### [Short problem]
Omit all images. Transcribe the rest of the material below exactly.

### [Dataset records]
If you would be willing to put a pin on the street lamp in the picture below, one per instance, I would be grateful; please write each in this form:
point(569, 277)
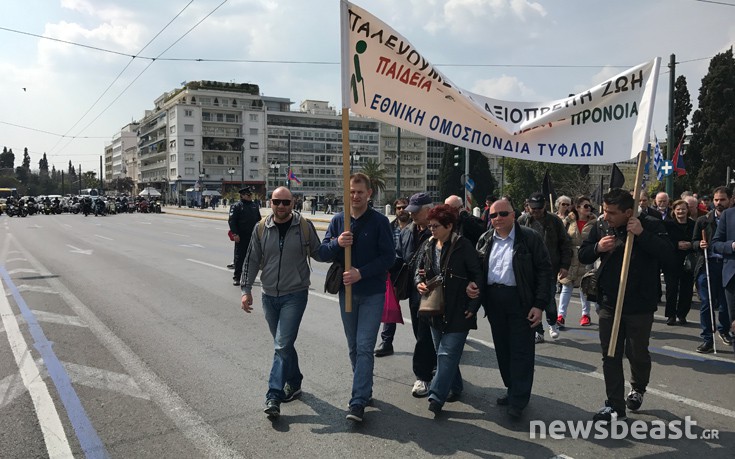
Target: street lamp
point(275, 167)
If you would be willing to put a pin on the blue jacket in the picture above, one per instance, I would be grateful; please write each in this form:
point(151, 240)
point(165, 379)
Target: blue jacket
point(373, 251)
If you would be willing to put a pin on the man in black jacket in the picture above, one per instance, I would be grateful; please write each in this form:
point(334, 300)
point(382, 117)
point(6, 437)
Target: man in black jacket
point(651, 248)
point(244, 215)
point(518, 275)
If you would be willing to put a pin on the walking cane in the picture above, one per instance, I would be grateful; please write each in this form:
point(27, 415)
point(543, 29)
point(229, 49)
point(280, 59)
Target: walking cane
point(709, 295)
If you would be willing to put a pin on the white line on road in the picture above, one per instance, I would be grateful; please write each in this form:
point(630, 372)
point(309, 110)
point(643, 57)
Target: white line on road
point(208, 264)
point(186, 419)
point(48, 417)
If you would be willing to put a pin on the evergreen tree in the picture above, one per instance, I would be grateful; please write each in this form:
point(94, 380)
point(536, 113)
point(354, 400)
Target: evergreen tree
point(7, 159)
point(713, 125)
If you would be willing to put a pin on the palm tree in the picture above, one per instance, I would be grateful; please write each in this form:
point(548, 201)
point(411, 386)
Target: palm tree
point(375, 173)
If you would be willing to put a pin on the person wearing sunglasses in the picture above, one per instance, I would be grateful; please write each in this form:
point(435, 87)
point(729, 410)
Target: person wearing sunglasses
point(385, 348)
point(517, 287)
point(244, 215)
point(575, 223)
point(280, 250)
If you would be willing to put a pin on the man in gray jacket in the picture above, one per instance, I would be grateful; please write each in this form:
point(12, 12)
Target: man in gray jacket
point(280, 248)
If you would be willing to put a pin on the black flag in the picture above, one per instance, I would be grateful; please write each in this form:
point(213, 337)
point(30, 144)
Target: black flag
point(617, 179)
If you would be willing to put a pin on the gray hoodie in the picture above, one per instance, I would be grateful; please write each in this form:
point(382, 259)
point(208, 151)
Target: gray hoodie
point(284, 269)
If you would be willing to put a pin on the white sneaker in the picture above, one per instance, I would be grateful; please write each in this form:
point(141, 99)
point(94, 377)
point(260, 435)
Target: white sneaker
point(420, 389)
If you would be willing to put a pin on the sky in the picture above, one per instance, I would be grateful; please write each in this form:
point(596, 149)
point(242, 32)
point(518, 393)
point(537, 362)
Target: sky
point(68, 101)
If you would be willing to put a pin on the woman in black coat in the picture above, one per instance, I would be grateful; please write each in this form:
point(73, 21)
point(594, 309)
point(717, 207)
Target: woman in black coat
point(679, 277)
point(456, 260)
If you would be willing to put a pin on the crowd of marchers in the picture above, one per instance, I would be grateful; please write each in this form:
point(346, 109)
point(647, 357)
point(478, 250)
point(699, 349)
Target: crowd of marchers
point(511, 261)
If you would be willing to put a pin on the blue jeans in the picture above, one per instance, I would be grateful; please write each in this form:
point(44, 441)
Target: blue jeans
point(719, 303)
point(361, 330)
point(283, 314)
point(449, 347)
point(566, 295)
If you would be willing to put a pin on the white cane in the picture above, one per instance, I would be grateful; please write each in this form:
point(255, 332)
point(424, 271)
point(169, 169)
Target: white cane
point(709, 294)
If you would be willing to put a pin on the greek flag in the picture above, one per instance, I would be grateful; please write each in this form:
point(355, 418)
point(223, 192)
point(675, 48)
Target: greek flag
point(658, 159)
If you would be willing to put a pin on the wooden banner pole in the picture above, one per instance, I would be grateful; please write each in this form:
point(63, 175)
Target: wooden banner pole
point(626, 260)
point(346, 198)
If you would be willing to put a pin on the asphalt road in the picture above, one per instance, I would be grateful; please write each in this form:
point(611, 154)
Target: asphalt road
point(121, 336)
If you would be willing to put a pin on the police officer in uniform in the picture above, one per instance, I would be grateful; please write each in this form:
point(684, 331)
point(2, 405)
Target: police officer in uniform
point(244, 215)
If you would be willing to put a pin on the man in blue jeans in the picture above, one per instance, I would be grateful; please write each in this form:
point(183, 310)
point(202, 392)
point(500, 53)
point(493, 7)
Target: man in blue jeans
point(373, 254)
point(280, 247)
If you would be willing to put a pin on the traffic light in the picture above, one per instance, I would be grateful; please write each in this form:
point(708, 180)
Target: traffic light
point(457, 156)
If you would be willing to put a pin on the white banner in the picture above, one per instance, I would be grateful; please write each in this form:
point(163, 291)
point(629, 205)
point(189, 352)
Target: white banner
point(385, 78)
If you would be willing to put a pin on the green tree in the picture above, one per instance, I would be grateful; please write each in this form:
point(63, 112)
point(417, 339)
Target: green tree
point(7, 159)
point(713, 125)
point(375, 172)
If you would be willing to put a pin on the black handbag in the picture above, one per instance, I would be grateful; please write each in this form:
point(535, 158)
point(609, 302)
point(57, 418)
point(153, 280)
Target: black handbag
point(333, 280)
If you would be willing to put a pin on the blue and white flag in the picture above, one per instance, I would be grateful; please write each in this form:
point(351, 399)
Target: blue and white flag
point(658, 159)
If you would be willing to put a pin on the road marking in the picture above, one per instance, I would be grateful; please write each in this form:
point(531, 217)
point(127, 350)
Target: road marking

### [Finished answer]
If you would be willing to put a pin on the street lamp in the picture below, one per instance, I would be grateful; please write each in this form:
point(569, 277)
Target: street lamp
point(275, 167)
If you would be willing to put a pin on the blue jacket in the picture above, one per instance, I would be grateful; please write each in this form:
point(151, 240)
point(165, 379)
Target: blue jacket
point(373, 251)
If you would be willing to put a pin on the man in black jacket in the picture above, one per instance, I would be grateful; please write each in this form:
point(334, 300)
point(382, 117)
point(6, 437)
Target: man in black jacket
point(651, 248)
point(244, 215)
point(518, 275)
If you would be willing to put a pin on the walking cane in the picture above, one per instance, I would be grateful; please write each in this form:
point(27, 415)
point(543, 29)
point(229, 49)
point(280, 59)
Target: walking cane
point(709, 295)
If you would be willing to put a pin on the white line on road in the picture above, one per instance, I would be grateful; please write each in this form:
point(630, 372)
point(309, 110)
point(643, 57)
Target: white line on road
point(208, 264)
point(186, 419)
point(48, 417)
If you would be willing to put a pin on the evergreen tree in the picture above, one per instance, I would be grateful; please write each in this form:
point(94, 380)
point(536, 113)
point(354, 400)
Target: evergreen tree
point(7, 159)
point(713, 125)
If you would be willing to put a pin on the palm tree in the picture above, one per instance, I would be grateful; please write each in this form:
point(548, 201)
point(411, 386)
Target: palm tree
point(375, 173)
If you would be willing to put a pin on the person wearing sunglasses in the picture above, one per instance, I would be grateful; please write each in this form:
point(435, 87)
point(729, 410)
Target: person wearing sunglasses
point(385, 348)
point(517, 287)
point(244, 215)
point(575, 223)
point(280, 250)
If you would be willing to put a pin on the man in gray jacket in the picture above, one per instance, I would be grateful; please write each in this form:
point(12, 12)
Target: man in gray jacket
point(280, 248)
If you would be willing to put a pin on the black flag in the picture above, one per instance, I would be grateful; please write each in this form:
point(213, 337)
point(30, 144)
Target: black flag
point(617, 179)
If you would be willing to put a pin on the gray hoodie in the picture above, one per instance, I would be grateful; please write each in this form:
point(382, 259)
point(208, 151)
Target: gray hoodie
point(284, 269)
If you would be willing to put a pin on the white sneaker in the picture above, one per instance, I would be grateful; please write each in this form:
point(141, 99)
point(94, 377)
point(260, 435)
Target: white sneaker
point(420, 389)
If you would be willing to put a pin on the sky in the picture above, one per instance, I would be grateful; please write each in this form:
point(596, 149)
point(242, 32)
point(518, 393)
point(537, 362)
Target: sky
point(68, 101)
If you would be willing to put a pin on the woman in black coat in the picture above, one per instance, I would be grateful; please write each in this form:
point(73, 21)
point(594, 309)
point(717, 207)
Target: woman in black coat
point(679, 277)
point(456, 260)
If you would be willing to put a pin on the crowd of marchers in the picture above, one per instance, I would be grateful; please write each in this form:
point(346, 109)
point(647, 357)
point(478, 250)
point(699, 349)
Target: crowd of marchers
point(511, 261)
If you would be willing to put a pin on the blue jeans in the picture above, one per instance, I would be grateful; please write each in this form:
point(44, 441)
Target: blue jeans
point(719, 303)
point(361, 330)
point(283, 314)
point(449, 347)
point(566, 295)
If you would be willing to put a pin on the white cane in the picture above, one per instance, I would be grateful; please write each in this form:
point(255, 332)
point(424, 271)
point(169, 169)
Target: white cane
point(709, 294)
If you would be willing to put a pin on the greek flag in the picture above, one per instance, I would be grateful; please write each in this form:
point(355, 418)
point(223, 192)
point(675, 48)
Target: greek flag
point(658, 159)
If you would be willing to put a pin on the wooden banner pole in the picture above, one per instance, I would be grateful; please write each in this form:
point(63, 175)
Target: wooden banner pole
point(626, 260)
point(346, 198)
If you would be willing to put a pin on the asphalt road in the picture above, one per instance, I would be grateful; please write each in this form:
point(611, 154)
Target: asphalt road
point(121, 336)
If you would be willing to put a pin on the police officer in uniform in the picture above, one per instance, I would be grateful; please write each in this form:
point(684, 331)
point(2, 405)
Target: police officer in uniform
point(244, 215)
If you would be willing to put a pin on the man in blue jeans in the picture above, one per instance, I would be grateful; please write each in this form:
point(183, 310)
point(202, 392)
point(500, 53)
point(493, 7)
Target: man in blue jeans
point(373, 254)
point(280, 247)
If you would be willing to put a pin on the traffic light in the picture above, one per instance, I would be grateful; please write each in this form:
point(708, 180)
Target: traffic light
point(457, 156)
If you would be willing to put a pin on the white banner in the picture above, one per instance, I would be grateful; please write each in this form:
point(163, 291)
point(629, 205)
point(189, 352)
Target: white banner
point(385, 78)
If you would be willing to put a pin on the green tree in the picture above, one per instance, I would be grateful; please write each in this form:
point(63, 112)
point(417, 339)
Target: green tree
point(7, 159)
point(713, 125)
point(375, 172)
If you would be willing to put a pin on the black handbag in the picture above, one per instance, I would be grateful; please write each in this form:
point(535, 158)
point(609, 302)
point(57, 418)
point(153, 280)
Target: black handbag
point(333, 280)
If you would be willing to put a pin on the blue and white flag in the picture above, one per instance, I would be grateful; please write each in this form:
point(351, 399)
Target: blue and white flag
point(658, 159)
If you would be willing to put a pin on the road marking in the picture above, one per instance, I would be grateful; please write each in this form:
point(531, 217)
point(127, 350)
Target: road marking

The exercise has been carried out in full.